§ Document passage:
☆ ☆ ☆ ☆

# Need help



## Workdog (Feb 23, 2012)

I've been married for 39 years, and the past 3 have been absolutely, totally sexless. I've tried to talk about it with my wife, but the story has been "you never talk to me", or "I never felt like you liked me". I asked why she married me if she didn't feel like I liked her and she said "What other options did I have?" Ouch! Guess I was her way out of her mother's house.
Tried MC last summer, but she wasn't interested. So, I moved out in November. I would like to get back together, but she doesn't really seem interested, and seems to be planning her life without me in it. I guess it's probably time to admit that the M is over and file, but it's a hard thing to do.
On the other hand, I'm not going to spend any more of my life in a sexless marriage, and I'm betting after this time, that's what it'll be.
There is a lot more to the story that I could share, of course. After that long, how do you really let go? Or how do you come to the conclusion that that's what you have to do? Any suggestions are welcome.


----------



## SunnyT (Jun 22, 2011)

IFyou want her, and don't want a divorce.... why don't you WOO her? It sounds like that is what she wants. She wants you to WANT HER.


----------



## Toffer (Jan 31, 2012)

OK maybe I'm a little late to this rodeo but why is it always the man's fault?

He has been faithful and a provider for 36 years and then she just decides "That's enough" without any (I am assuming here) warning? If she had issues, why couldn't she voice them?


----------



## Workdog (Feb 23, 2012)

Toffer said:


> OK maybe I'm a little late to this rodeo but why is it always the man's fault?
> 
> He has been faithful and a provider for 36 years and then she just decides "That's enough" without any (I am assuming here) warning? If she had issues, why couldn't she voice them?


That's one of the things that I'm struggling with. I've always had a good job, and shared freely. She has mostly been a SAHM, but when she has worked, her money has been her own, in her own accounts. If anything, I am the quintessential beta-orbiter type.

About four years ago she quit coming to bed until I was asleep. She said she couldn't sleep anyway. Then it was I never talk to her. While I may not talk as much as she would like, it's certainly not "never", or anything close. Now, she's saying that I never gave her money (not a good provider), never protected or supported her, and I've have destroyed our children's and grandchildren's lives by moving out. And, she never thought I liked her. The only reason she married me was to get her out of her mother's house. I must have been a real jerk for 39 years and didn't know it.

Is it just me, or does it sound like there is an EA going on? Or is this the result of menopausal hormonal imbalance?


----------

☆ ☆ ☆ ☆

§ Extracted information:
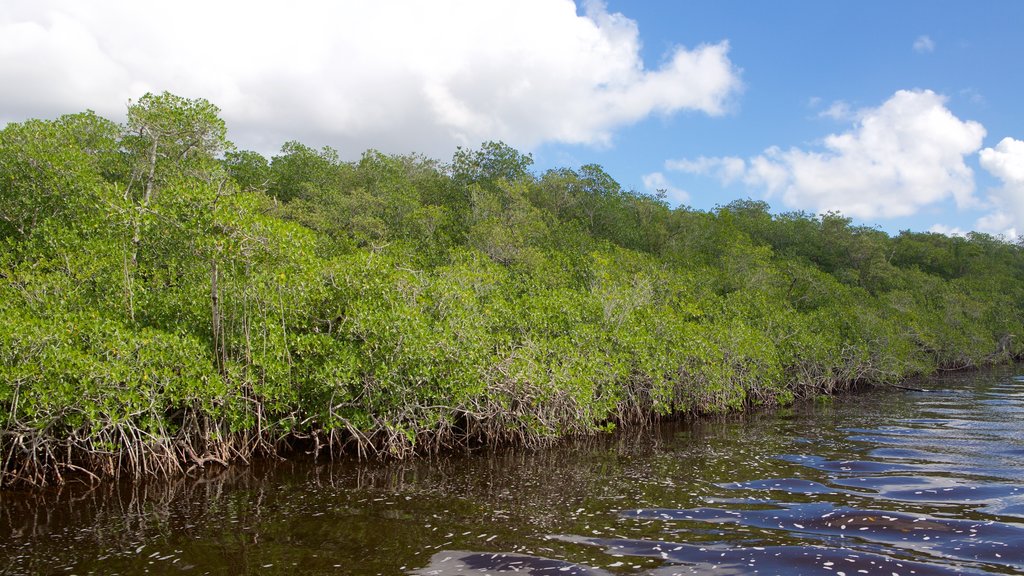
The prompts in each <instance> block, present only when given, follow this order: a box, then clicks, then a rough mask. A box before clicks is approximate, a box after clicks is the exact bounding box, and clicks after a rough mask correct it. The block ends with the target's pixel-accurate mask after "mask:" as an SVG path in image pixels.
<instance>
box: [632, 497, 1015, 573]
mask: <svg viewBox="0 0 1024 576" xmlns="http://www.w3.org/2000/svg"><path fill="white" fill-rule="evenodd" d="M623 516H624V517H626V518H633V519H643V520H660V521H689V522H705V523H713V524H717V523H730V524H739V525H741V526H745V527H751V528H761V529H768V530H773V531H780V532H783V533H787V534H791V535H798V536H804V537H811V538H816V539H820V540H824V541H825V542H827V543H836V544H839V545H842V546H843V547H848V546H849V545H852V544H857V543H861V544H862V543H876V544H886V545H887V546H891V547H895V548H902V549H906V550H913V551H915V552H921V553H925V554H928V556H932V557H935V558H943V559H954V560H957V561H965V562H981V563H989V564H1002V565H1009V566H1012V567H1015V568H1019V569H1022V570H1024V527H1022V526H1020V525H1017V524H1009V523H1002V522H995V521H971V520H951V519H945V518H937V517H930V516H926V515H909V513H904V512H895V511H889V510H868V509H858V508H852V507H846V506H835V505H833V504H829V503H812V504H780V505H779V506H778V507H776V508H771V509H724V508H711V507H705V508H689V509H669V508H641V509H635V510H627V511H624V512H623ZM836 538H838V540H837V539H836Z"/></svg>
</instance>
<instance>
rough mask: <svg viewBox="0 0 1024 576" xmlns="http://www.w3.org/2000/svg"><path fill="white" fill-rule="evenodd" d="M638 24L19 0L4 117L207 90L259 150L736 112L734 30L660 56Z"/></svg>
mask: <svg viewBox="0 0 1024 576" xmlns="http://www.w3.org/2000/svg"><path fill="white" fill-rule="evenodd" d="M640 45H641V43H640V35H639V30H638V27H637V25H636V23H635V22H633V20H631V19H629V18H627V17H626V16H624V15H623V14H620V13H612V12H609V11H608V10H607V9H606V7H605V5H604V4H603V3H602V2H600V1H596V0H588V1H586V2H585V3H584V5H583V13H580V12H578V8H577V5H575V3H574V2H572V1H571V0H493V1H488V2H478V1H476V0H436V1H432V2H422V1H419V0H389V1H387V2H376V1H371V0H355V1H350V2H335V1H332V0H307V1H304V2H299V3H291V4H287V3H282V2H274V1H270V0H245V1H244V0H224V1H217V2H208V1H206V0H180V1H177V2H135V1H131V0H108V1H104V2H80V1H78V0H8V1H5V2H3V3H2V4H0V63H2V65H0V111H2V112H0V114H2V115H4V116H2V117H0V122H3V121H11V120H19V119H24V118H27V117H46V116H54V115H56V114H60V113H66V112H78V111H81V110H83V109H85V108H91V109H94V110H96V111H97V112H99V113H100V114H103V115H106V116H111V117H120V116H123V113H124V108H125V104H126V102H127V100H128V99H129V98H131V97H138V96H139V95H141V94H142V93H144V92H145V91H148V90H153V91H162V90H170V91H173V92H176V93H179V94H182V95H186V96H202V97H206V98H208V99H210V100H211V101H213V102H214V104H216V105H218V106H219V107H220V108H221V109H222V110H223V116H224V118H225V120H227V122H228V125H229V128H230V129H231V135H232V137H233V138H234V139H236V140H237V141H239V142H240V143H241V145H244V146H248V147H252V148H257V149H261V150H264V151H265V150H267V149H268V148H269V149H271V150H272V149H275V148H276V147H278V146H279V145H280V143H281V141H282V140H284V139H287V138H298V139H302V140H303V141H307V142H308V143H314V145H318V143H330V145H332V146H336V147H339V148H341V150H342V153H343V154H345V155H346V156H351V155H357V154H358V153H360V152H361V151H362V150H365V149H367V148H371V147H373V148H378V149H381V150H385V151H389V152H409V151H414V150H415V151H419V152H426V153H434V154H449V153H451V151H452V149H453V148H454V147H455V146H459V145H469V146H476V145H477V143H479V142H480V141H481V140H484V139H503V140H505V141H507V142H508V143H510V145H513V146H516V147H520V148H526V149H529V148H532V147H535V146H537V145H539V143H541V142H547V141H557V142H572V143H587V145H596V146H602V145H607V143H609V142H610V140H611V137H612V134H613V132H614V130H615V129H616V128H620V127H623V126H626V125H629V124H631V123H635V122H637V121H640V120H642V119H644V118H646V117H648V116H650V115H653V114H662V115H671V114H674V113H677V112H680V111H699V112H701V113H705V114H709V115H719V114H722V113H723V112H725V111H726V110H727V108H728V102H729V100H730V97H731V96H732V95H733V94H734V93H735V92H736V91H737V90H738V88H739V87H740V81H739V76H738V71H737V70H736V69H735V68H734V67H733V65H732V63H731V61H730V60H729V57H728V51H729V45H728V43H727V42H724V41H723V42H720V43H717V44H702V45H699V46H696V47H693V48H689V49H687V48H684V47H676V48H675V49H674V50H672V51H671V53H669V54H667V56H666V57H665V59H664V61H662V63H659V64H658V65H657V66H656V67H654V68H646V67H645V65H644V63H643V60H642V58H641V56H640Z"/></svg>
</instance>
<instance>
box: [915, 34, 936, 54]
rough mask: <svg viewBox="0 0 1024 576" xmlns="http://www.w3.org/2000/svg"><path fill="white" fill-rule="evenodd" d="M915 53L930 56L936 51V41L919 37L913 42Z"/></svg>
mask: <svg viewBox="0 0 1024 576" xmlns="http://www.w3.org/2000/svg"><path fill="white" fill-rule="evenodd" d="M913 51H914V52H918V53H919V54H930V53H932V52H934V51H935V41H934V40H932V39H931V38H930V37H929V36H919V37H918V38H916V39H915V40H914V41H913Z"/></svg>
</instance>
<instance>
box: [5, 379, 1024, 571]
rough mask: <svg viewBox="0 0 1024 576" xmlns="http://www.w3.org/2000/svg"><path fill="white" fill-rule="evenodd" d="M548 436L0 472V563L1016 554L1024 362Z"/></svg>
mask: <svg viewBox="0 0 1024 576" xmlns="http://www.w3.org/2000/svg"><path fill="white" fill-rule="evenodd" d="M922 385H924V386H927V387H929V388H934V389H935V390H937V392H930V393H914V392H906V390H895V389H883V390H876V392H870V393H865V394H859V395H854V396H848V397H842V398H838V399H835V400H834V401H831V402H826V403H811V404H808V405H803V406H798V407H795V408H791V409H785V410H780V411H775V412H770V413H769V412H766V413H758V414H748V415H739V416H729V417H722V418H716V419H710V420H702V421H699V422H689V423H675V424H671V425H664V426H659V427H657V428H656V429H651V430H647V431H642V433H636V431H633V433H632V434H628V435H620V436H616V437H605V438H600V439H593V440H589V441H586V442H582V443H571V444H566V445H564V446H560V447H557V448H553V449H550V450H545V451H541V452H534V453H529V452H504V453H501V454H490V455H475V456H469V457H450V458H444V459H439V460H433V461H429V462H415V463H398V464H390V465H383V464H357V463H353V462H350V461H345V462H337V463H334V464H331V463H326V462H322V463H321V464H319V465H313V464H311V463H302V462H282V463H279V464H273V465H270V464H265V465H258V466H252V467H248V468H242V467H236V468H230V469H228V470H226V471H222V472H221V474H218V475H215V476H211V477H209V478H204V479H190V480H189V479H183V480H179V481H176V482H173V483H159V484H157V483H154V484H148V485H145V486H134V487H133V486H129V485H125V486H114V485H108V486H104V487H102V488H100V489H96V490H92V491H83V490H81V489H65V490H63V491H61V492H58V493H49V494H35V495H28V494H20V493H0V574H4V575H6V574H79V575H82V574H231V575H241V574H287V575H300V574H388V575H390V574H417V575H437V576H446V575H452V574H493V575H498V574H515V573H518V574H535V575H540V574H544V575H562V574H578V575H607V574H654V575H669V574H834V575H846V576H853V575H856V574H884V575H886V576H891V575H894V574H895V575H910V574H918V575H922V574H983V573H992V574H1024V377H1020V376H1014V372H1006V371H1005V372H987V373H981V374H970V375H957V376H950V377H946V378H942V379H936V380H932V381H929V382H926V383H923V384H922Z"/></svg>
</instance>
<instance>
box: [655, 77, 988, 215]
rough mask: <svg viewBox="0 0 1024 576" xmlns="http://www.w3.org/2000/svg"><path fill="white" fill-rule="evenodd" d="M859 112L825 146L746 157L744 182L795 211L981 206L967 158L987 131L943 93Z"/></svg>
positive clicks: (693, 165)
mask: <svg viewBox="0 0 1024 576" xmlns="http://www.w3.org/2000/svg"><path fill="white" fill-rule="evenodd" d="M854 116H855V118H856V122H855V123H854V125H853V127H852V128H851V129H850V130H849V131H847V132H843V133H840V134H829V135H828V136H826V137H825V138H824V139H823V141H822V145H823V146H822V148H821V149H820V150H814V151H805V150H801V149H798V148H792V149H788V150H782V149H780V148H777V147H773V148H770V149H768V150H766V151H765V152H764V153H763V154H761V155H760V156H757V157H754V158H752V159H750V160H748V161H746V162H745V164H744V166H745V168H744V171H743V173H742V177H741V179H742V181H743V182H745V183H746V184H749V186H751V187H754V188H759V189H762V190H764V191H765V192H766V194H767V196H768V197H769V198H771V197H779V198H781V200H782V202H783V203H784V204H785V205H786V206H788V207H791V208H798V209H811V210H814V211H817V212H825V211H830V210H837V211H840V212H842V213H844V214H846V215H848V216H853V217H858V218H865V219H869V218H880V217H881V218H892V217H899V216H908V215H911V214H914V213H916V212H918V211H919V210H921V209H922V208H924V207H926V206H930V205H934V204H937V203H939V202H942V201H944V200H946V199H949V198H952V199H953V200H954V201H955V203H956V205H957V206H958V207H969V206H974V205H976V204H977V199H976V198H975V197H974V173H973V171H972V170H971V168H970V167H968V166H967V164H966V163H965V157H966V156H968V155H973V154H974V153H975V152H977V151H978V149H980V148H981V141H982V138H983V137H984V135H985V129H984V127H982V125H981V124H979V123H977V122H971V121H967V122H965V121H963V120H961V119H958V118H956V117H955V116H954V115H953V114H952V113H951V112H950V111H949V110H948V109H947V108H946V107H945V98H944V97H943V96H940V95H938V94H936V93H935V92H932V91H931V90H914V91H908V90H900V91H898V92H896V93H895V94H893V96H892V97H890V98H889V99H888V100H887V101H886V102H885V104H883V105H882V106H881V107H879V108H873V109H866V110H860V111H857V112H856V113H855V114H854ZM726 164H728V165H738V163H737V162H736V159H733V158H728V157H727V158H722V159H697V160H696V161H687V160H682V161H670V162H668V163H667V166H668V167H671V168H674V169H682V170H684V171H690V172H695V173H700V172H699V171H698V168H701V167H705V166H708V167H715V166H725V165H726ZM719 170H720V171H719V172H718V173H717V175H718V176H719V177H721V178H722V179H723V181H724V180H725V178H724V177H723V173H724V172H723V171H721V168H719ZM731 177H732V179H736V176H735V175H734V174H733V175H732V176H731Z"/></svg>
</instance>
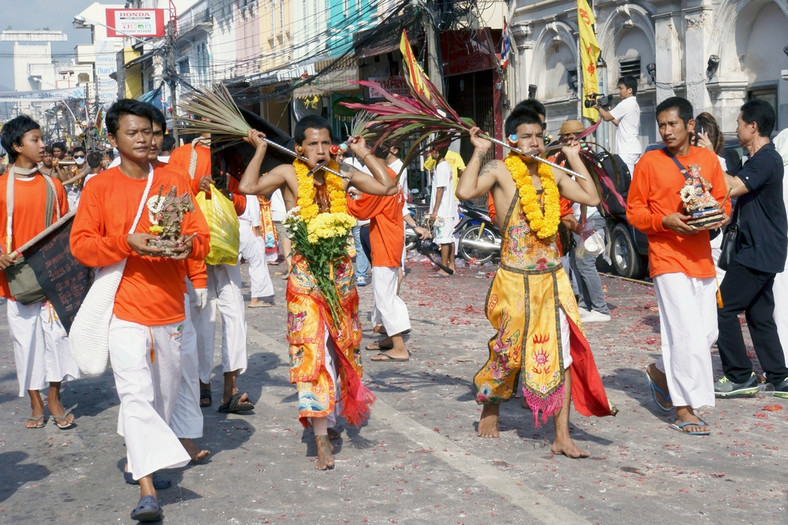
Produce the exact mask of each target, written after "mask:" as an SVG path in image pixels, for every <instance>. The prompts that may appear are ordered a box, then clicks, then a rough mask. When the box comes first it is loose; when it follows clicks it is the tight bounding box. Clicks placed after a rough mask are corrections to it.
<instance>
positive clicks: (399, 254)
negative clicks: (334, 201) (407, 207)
mask: <svg viewBox="0 0 788 525" xmlns="http://www.w3.org/2000/svg"><path fill="white" fill-rule="evenodd" d="M388 171H389V174H394V172H393V171H392V170H390V169H389V170H388ZM394 175H396V174H394ZM404 202H405V197H404V196H403V195H402V192H401V191H400V192H398V193H397V194H396V195H388V196H382V195H367V194H362V196H361V197H360V198H359V199H356V200H354V199H352V198H350V196H348V198H347V208H348V212H349V213H350V214H351V215H352V216H354V217H356V218H357V219H362V220H366V219H369V221H370V222H369V243H370V245H371V248H372V266H382V267H389V268H397V267H399V266H400V265H401V263H402V250H403V248H404V246H405V225H404V223H403V222H402V205H403V204H404Z"/></svg>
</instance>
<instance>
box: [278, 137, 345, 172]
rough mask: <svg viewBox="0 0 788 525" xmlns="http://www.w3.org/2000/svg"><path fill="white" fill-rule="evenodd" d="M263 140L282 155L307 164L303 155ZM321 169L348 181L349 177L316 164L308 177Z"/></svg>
mask: <svg viewBox="0 0 788 525" xmlns="http://www.w3.org/2000/svg"><path fill="white" fill-rule="evenodd" d="M263 140H264V141H265V142H266V144H268V145H269V146H273V147H275V148H276V149H278V150H279V151H283V152H284V153H287V154H288V155H291V156H293V157H295V158H297V159H298V160H300V161H302V162H307V163H308V162H309V159H307V158H306V157H304V156H303V155H299V154H298V153H296V152H295V151H293V150H291V149H290V148H286V147H284V146H282V145H281V144H277V143H276V142H274V141H273V140H269V139H267V138H263ZM321 169H322V170H325V171H327V172H329V173H333V174H334V175H336V176H337V177H340V178H342V179H345V180H350V177H348V176H347V175H343V174H341V173H339V172H338V171H334V170H332V169H331V168H326V167H325V163H323V164H318V165H317V166H315V167H314V168H312V169H311V170H309V176H310V177H311V176H312V175H314V173H315V172H316V171H319V170H321Z"/></svg>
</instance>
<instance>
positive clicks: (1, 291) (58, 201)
mask: <svg viewBox="0 0 788 525" xmlns="http://www.w3.org/2000/svg"><path fill="white" fill-rule="evenodd" d="M52 182H53V183H54V185H55V194H56V195H57V201H58V204H59V207H60V215H61V216H62V215H65V214H66V213H68V197H66V192H65V190H64V189H63V185H62V184H61V183H60V181H59V180H57V179H54V178H53V179H52ZM7 184H8V173H5V174H3V175H1V176H0V240H1V241H2V244H0V246H2V249H3V252H5V251H6V231H5V230H6V224H7V217H6V209H7V208H6V203H7V201H8V199H7V197H6V186H7ZM46 192H47V182H46V181H45V180H44V177H43V176H42V175H40V174H36V175H35V176H33V177H24V178H21V179H20V178H17V179H16V181H14V218H13V231H12V232H11V251H12V252H13V251H14V250H16V249H17V248H19V247H20V246H22V245H23V244H25V243H26V242H27V241H29V240H30V239H32V238H33V237H35V236H36V235H38V234H39V233H41V232H42V231H44V229H45V228H46ZM56 220H57V212H56V211H55V210H53V211H52V217H51V222H55V221H56ZM0 295H2V296H3V297H5V298H6V299H11V300H14V298H13V297H12V296H11V290H9V289H8V280H7V279H6V276H5V272H4V271H0Z"/></svg>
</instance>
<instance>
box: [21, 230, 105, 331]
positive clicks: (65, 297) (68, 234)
mask: <svg viewBox="0 0 788 525" xmlns="http://www.w3.org/2000/svg"><path fill="white" fill-rule="evenodd" d="M73 222H74V219H73V216H72V217H71V218H70V219H69V220H67V221H64V222H63V223H62V224H60V225H59V226H58V227H57V228H56V229H54V230H53V231H51V232H49V233H48V234H47V235H46V236H45V237H44V238H42V239H41V240H39V241H38V242H36V243H35V244H34V245H33V246H31V247H30V248H27V249H26V250H25V251H24V256H25V261H27V263H28V264H29V265H30V267H31V268H32V269H33V272H34V273H35V274H36V279H37V280H38V283H39V285H41V288H42V289H43V290H44V293H45V294H46V296H47V298H48V299H49V302H51V303H52V306H53V307H54V308H55V312H57V315H58V317H59V318H60V322H61V323H63V327H64V328H65V329H66V332H68V331H69V330H70V329H71V323H72V322H73V321H74V317H76V315H77V311H79V307H80V306H81V305H82V301H83V299H85V296H86V295H87V293H88V290H89V289H90V285H91V284H92V283H93V273H94V271H93V270H92V269H91V268H88V267H86V266H82V264H80V263H79V261H77V260H76V259H75V258H74V256H73V255H71V248H70V247H69V242H68V240H69V236H70V235H71V225H72V223H73Z"/></svg>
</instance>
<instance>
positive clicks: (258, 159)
mask: <svg viewBox="0 0 788 525" xmlns="http://www.w3.org/2000/svg"><path fill="white" fill-rule="evenodd" d="M264 137H265V135H263V134H262V133H260V132H259V131H254V130H249V136H248V142H249V143H251V144H252V145H253V146H254V147H255V154H254V157H252V160H251V161H250V162H249V164H248V165H247V167H246V170H245V171H244V174H243V177H242V179H241V184H240V190H241V191H243V192H244V193H247V194H250V195H270V194H271V193H272V192H273V191H275V190H277V189H281V190H282V197H283V198H284V201H285V206H286V207H287V209H288V211H291V210H293V208H295V207H298V208H300V209H304V208H306V207H311V206H313V205H314V206H315V207H316V208H317V215H319V214H321V213H328V212H330V211H333V212H334V213H340V212H345V211H346V210H347V201H346V198H345V192H346V191H347V187H348V184H352V185H353V186H354V187H356V188H358V189H359V190H361V191H363V192H364V193H368V194H371V195H396V194H397V193H398V192H399V189H398V188H397V185H396V183H395V182H394V180H393V179H392V178H391V177H390V176H389V175H388V174H387V172H386V164H385V163H384V162H382V161H381V160H380V159H378V158H377V157H375V156H374V155H373V154H372V152H371V151H370V150H369V148H368V147H367V144H366V141H365V140H364V139H363V138H362V137H360V136H355V137H351V138H350V139H348V141H347V144H348V147H349V148H350V150H351V151H352V152H353V153H354V154H355V155H356V157H358V158H359V159H361V162H362V163H363V164H364V165H366V166H367V168H369V170H370V172H371V173H372V175H373V176H372V177H370V176H369V175H368V174H366V173H363V172H361V171H359V170H357V169H356V168H353V167H352V166H349V165H344V164H343V166H342V168H340V169H341V170H342V172H343V175H344V176H345V180H343V179H340V178H339V177H337V176H336V175H333V174H329V173H327V172H325V171H323V170H316V171H315V170H314V168H315V167H316V166H318V165H319V164H322V163H324V162H326V163H329V166H333V168H334V170H336V169H337V168H339V167H338V166H337V165H336V164H335V163H333V162H332V161H331V152H330V147H331V143H332V140H331V125H330V124H329V122H328V121H327V120H325V119H324V118H322V117H319V116H316V115H309V116H306V117H304V118H302V119H301V120H299V121H298V123H297V124H296V128H295V132H294V134H293V138H294V139H295V143H296V146H295V150H296V152H297V153H298V154H299V155H302V156H303V157H304V158H306V159H307V161H306V162H304V161H302V160H300V159H296V160H294V161H293V164H282V165H279V166H277V167H275V168H274V169H272V170H271V171H269V172H268V173H266V174H264V175H261V167H262V163H263V159H264V158H265V154H266V150H267V148H268V145H267V143H266V142H265V141H264V140H262V139H263V138H264ZM310 170H312V171H310ZM340 188H341V190H342V191H339V190H340ZM339 210H341V211H339ZM309 220H310V221H311V220H313V219H312V218H310V219H309ZM296 247H297V246H294V255H293V263H292V266H291V269H290V277H289V280H288V283H287V295H286V297H287V332H288V333H287V338H288V341H289V342H290V382H291V383H295V384H296V388H297V389H298V399H299V419H300V420H301V424H302V425H304V427H307V426H311V427H312V429H313V430H314V433H315V444H316V445H317V463H316V464H315V468H316V469H318V470H326V469H330V468H334V456H333V455H332V454H333V447H332V446H331V443H330V441H329V438H328V427H329V426H330V425H331V426H333V422H334V421H336V417H337V415H340V414H339V412H340V410H339V407H340V406H341V407H342V410H341V415H343V416H344V417H345V419H346V420H347V421H348V423H350V424H351V425H355V426H360V425H361V424H362V423H363V422H364V421H365V420H366V418H367V417H368V415H369V407H370V405H371V404H372V402H373V401H374V399H375V398H374V395H372V393H371V392H370V390H369V389H368V388H367V387H366V386H364V384H363V382H362V380H361V376H362V372H363V370H362V366H361V354H360V353H359V351H358V350H359V343H360V342H361V323H360V322H359V320H358V292H357V290H356V287H355V286H353V279H354V275H353V265H352V263H351V261H350V256H349V255H347V254H345V255H344V256H342V257H339V258H337V259H335V260H334V261H332V262H331V263H330V264H331V265H332V267H333V271H334V277H335V283H334V286H335V289H336V291H337V295H338V296H339V302H340V308H341V312H339V314H338V315H336V316H335V315H334V314H333V313H332V312H331V308H329V307H328V306H327V303H326V300H325V298H324V297H323V295H322V292H321V291H320V289H319V286H318V284H317V280H316V278H315V276H314V275H313V274H312V272H311V271H310V269H309V262H308V261H307V260H306V258H305V257H304V256H303V254H302V253H301V252H299V251H298V249H296ZM335 317H336V318H335Z"/></svg>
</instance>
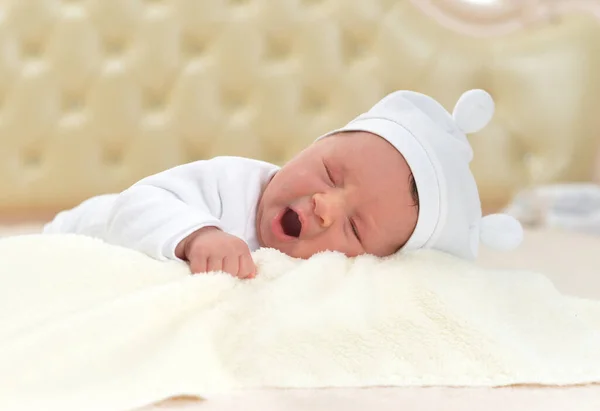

☆ ☆ ☆ ☆

§ Required work:
a: In the forum thread, how many years has Workdog been married?
b: Rewrite the paragraph of the forum thread that begins "About four years ago she quit coming to bed" as a short bulleted list that keeps its main facts.

§ Answer section:
a: 39 years.

b:
- About four years ago, she stopped coming to bed until I was asleep and said she couldn't sleep anyway.
- Then she said I never talk to her. I may not talk as much as she would like, but it's nowhere near "never."
- Now she says I never gave her money, never protected or supported her, and destroyed our children's and grandchildren's lives by moving out.
- She says she never thought I liked her and married me only to get out of her mother's house.
- I must have been a real jerk for 39 years without knowing it.